Task brief: Exact duplicates of all entries are needed.

Data provided:
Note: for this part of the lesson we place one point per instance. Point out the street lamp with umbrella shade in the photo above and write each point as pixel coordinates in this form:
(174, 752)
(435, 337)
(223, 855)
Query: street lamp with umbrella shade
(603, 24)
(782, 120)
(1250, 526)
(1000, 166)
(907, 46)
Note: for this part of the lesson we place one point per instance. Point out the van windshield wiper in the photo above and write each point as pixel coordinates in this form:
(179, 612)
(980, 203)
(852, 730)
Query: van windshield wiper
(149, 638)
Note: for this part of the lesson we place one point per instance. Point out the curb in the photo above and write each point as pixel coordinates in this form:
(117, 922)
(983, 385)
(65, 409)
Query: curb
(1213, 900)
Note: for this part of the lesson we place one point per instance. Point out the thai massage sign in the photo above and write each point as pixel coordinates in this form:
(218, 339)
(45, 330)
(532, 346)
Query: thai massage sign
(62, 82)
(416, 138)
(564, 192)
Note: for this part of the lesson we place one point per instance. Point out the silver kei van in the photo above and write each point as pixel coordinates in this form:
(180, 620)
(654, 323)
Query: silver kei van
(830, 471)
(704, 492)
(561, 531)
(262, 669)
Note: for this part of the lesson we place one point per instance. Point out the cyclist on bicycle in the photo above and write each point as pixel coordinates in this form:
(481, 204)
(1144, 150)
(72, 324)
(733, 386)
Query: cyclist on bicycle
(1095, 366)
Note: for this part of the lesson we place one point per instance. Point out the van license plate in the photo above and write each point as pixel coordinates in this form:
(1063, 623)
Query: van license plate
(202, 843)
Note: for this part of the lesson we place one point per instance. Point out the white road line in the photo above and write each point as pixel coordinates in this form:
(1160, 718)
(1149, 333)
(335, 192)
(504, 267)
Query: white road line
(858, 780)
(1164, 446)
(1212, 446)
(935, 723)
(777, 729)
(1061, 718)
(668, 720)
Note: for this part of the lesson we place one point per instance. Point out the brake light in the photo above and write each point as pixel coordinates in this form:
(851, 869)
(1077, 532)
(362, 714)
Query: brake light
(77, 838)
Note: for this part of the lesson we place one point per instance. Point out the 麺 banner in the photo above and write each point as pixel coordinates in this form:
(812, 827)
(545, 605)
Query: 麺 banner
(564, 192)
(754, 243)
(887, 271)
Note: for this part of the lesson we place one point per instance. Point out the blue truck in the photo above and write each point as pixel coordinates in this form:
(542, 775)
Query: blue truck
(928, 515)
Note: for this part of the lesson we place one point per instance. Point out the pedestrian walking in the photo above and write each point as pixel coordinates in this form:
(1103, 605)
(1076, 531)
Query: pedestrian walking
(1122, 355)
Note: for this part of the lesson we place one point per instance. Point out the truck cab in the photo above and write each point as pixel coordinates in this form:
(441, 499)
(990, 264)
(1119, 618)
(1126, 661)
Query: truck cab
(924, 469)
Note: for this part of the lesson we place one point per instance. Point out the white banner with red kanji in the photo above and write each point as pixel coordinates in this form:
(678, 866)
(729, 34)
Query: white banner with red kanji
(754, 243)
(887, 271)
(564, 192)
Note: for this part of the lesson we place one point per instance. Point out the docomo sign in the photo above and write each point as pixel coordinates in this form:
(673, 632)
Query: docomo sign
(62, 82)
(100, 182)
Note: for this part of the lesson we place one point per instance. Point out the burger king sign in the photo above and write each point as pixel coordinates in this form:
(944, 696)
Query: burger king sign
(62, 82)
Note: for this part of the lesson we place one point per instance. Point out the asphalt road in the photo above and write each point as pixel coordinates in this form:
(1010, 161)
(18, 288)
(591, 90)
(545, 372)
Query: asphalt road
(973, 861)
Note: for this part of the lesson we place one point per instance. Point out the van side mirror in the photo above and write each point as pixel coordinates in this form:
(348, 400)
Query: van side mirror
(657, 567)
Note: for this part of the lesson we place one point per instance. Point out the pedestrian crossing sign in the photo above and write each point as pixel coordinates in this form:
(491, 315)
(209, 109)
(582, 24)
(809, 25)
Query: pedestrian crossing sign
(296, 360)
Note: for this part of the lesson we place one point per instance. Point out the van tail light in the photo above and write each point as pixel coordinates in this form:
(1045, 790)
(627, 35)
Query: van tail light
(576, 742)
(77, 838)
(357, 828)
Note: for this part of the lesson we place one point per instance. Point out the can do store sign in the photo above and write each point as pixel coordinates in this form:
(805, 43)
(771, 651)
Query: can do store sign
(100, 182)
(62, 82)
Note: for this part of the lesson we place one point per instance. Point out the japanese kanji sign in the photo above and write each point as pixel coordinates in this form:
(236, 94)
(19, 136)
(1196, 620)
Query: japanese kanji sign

The completed task:
Note: for this part of the lesson we place one point per instance. Point out the street lamp with umbrella shade in the photo above and write each point as pixel coordinates in this form:
(174, 752)
(435, 337)
(223, 855)
Query: street lamp with umbrella shade
(603, 24)
(782, 120)
(1250, 526)
(1000, 166)
(907, 46)
Note: for this part of the lesson we place one point per instance. Point out the van windshield wiper in the photo above and write each point as pixel coordinates in this form:
(179, 612)
(980, 203)
(852, 730)
Query: van windshield wiper
(149, 638)
Note: for this part of the lesson we place one point per instance. Point out the curb in the photo above and write each point as pixel coordinates in this form:
(117, 922)
(983, 385)
(65, 409)
Query: curb
(1213, 900)
Note: for this part of the lesson we place one point per instance. Point out the thai massage sign in the photo above and write each point as pixel coordinates in this form:
(218, 339)
(45, 330)
(532, 346)
Query: thai massage sign
(62, 82)
(416, 138)
(564, 192)
Note: for this part of the lesson we place one point per instance. Point out the silver kei van in the photo above and write each point as pixel coordinates in this form:
(180, 620)
(654, 323)
Query: silver kei van
(830, 471)
(704, 492)
(561, 531)
(262, 669)
Note: for this part of the lesson we place one point per instance. Point out the cyclist on bicycle in the photo above and write each point as pixel coordinates in this form:
(481, 204)
(1144, 150)
(72, 324)
(733, 386)
Query: cyclist on bicycle
(1095, 366)
Note: for this part of the lesson we place one point per instance. Point out the van license plate in the photo above and write each point as pixel coordinates in this form:
(1063, 623)
Query: van license plate
(202, 843)
Note: for this part of the lesson we place one point per instance. Point out the white road line in the photo above and write each point as pixel coordinates in this form:
(1160, 718)
(1149, 333)
(335, 192)
(504, 267)
Query: white road line
(858, 780)
(1164, 446)
(1212, 446)
(935, 723)
(777, 729)
(1061, 718)
(668, 720)
Note: for this part of the lesson we place one point per instance. Point out the brake light in the photo above and write each point as pixel coordinates in this form:
(851, 869)
(1077, 532)
(362, 714)
Query: brake light
(77, 838)
Note: for this part of the lesson we place one point per instance. Point out the 麺 banner in the photo above and write each point as pixel coordinates in this form:
(812, 827)
(545, 605)
Query: 麺 banner
(564, 192)
(754, 243)
(887, 271)
Note: for this part of the lesson we place one point per instance. Point out the blue truck in the photo above and write each point as pixel coordinates in this form:
(542, 775)
Query: blue truck
(928, 515)
Note: for this part of the lesson we place one point per instance. Point out the pedestrian walking in the photo above and write each point as pixel coordinates in this form:
(1103, 605)
(1076, 531)
Query: pedestrian walking
(1122, 355)
Note: for this part of the lesson we place one point per instance. Point out the truck cab in the photo above and write each point as pixel coordinates in this form:
(441, 499)
(990, 264)
(1119, 618)
(1126, 661)
Query: truck cab
(924, 469)
Note: for this part of the lesson we place one point per instance. Point out the white banner with red kanji in the photo above and write each point as pixel coordinates in this form:
(678, 866)
(729, 34)
Query: white banner with red kanji
(754, 243)
(887, 271)
(564, 192)
Note: for this part of the lesson we place one point per instance. Point out the docomo sign in the photo above and write each point as pixel coordinates in this form:
(673, 632)
Query: docomo sign
(62, 82)
(100, 182)
Note: for this part of the lesson we place one point per instance. Point out the burger king sign in the photo above and write each point as pixel coordinates in this form:
(944, 696)
Query: burger king sign
(62, 82)
Note: for this part of the lesson we place one point per instance. Point out the asphalt road in the photo above and write each point as pixel coordinates in this form:
(1010, 161)
(18, 288)
(591, 90)
(545, 372)
Query: asphalt road
(973, 861)
Note: for this part of the lesson we place one point per instance. Point out the van side mirror in the photo above and write each point as pixel coordinates in this form:
(348, 400)
Query: van side mirror
(657, 567)
Note: for this part of the lesson we place one point per instance. Point out the pedestrian crossing sign in the photo above and write each point as pixel coordinates in this form:
(491, 315)
(209, 109)
(582, 24)
(809, 25)
Query: pedestrian crossing sign
(296, 360)
Note: for this part of the lesson we place one point per instance. Point out the van tail light in the photo above and write each point as pixel coordinates in this form:
(1045, 790)
(627, 35)
Query: van tail light
(576, 742)
(77, 838)
(357, 828)
Note: for this part of the lesson we place one point per instance. Point out the can do store sign in the photo above and write each point as pixel coordinates in this form:
(805, 43)
(771, 651)
Query: can do store sign
(100, 182)
(62, 82)
Note: for this part of the lesson we place one point per instance. Point out the japanese kanji sign in the photo above and write each point as pixel coordinates in this form:
(236, 94)
(19, 136)
(1196, 620)
Query: japanese kanji sign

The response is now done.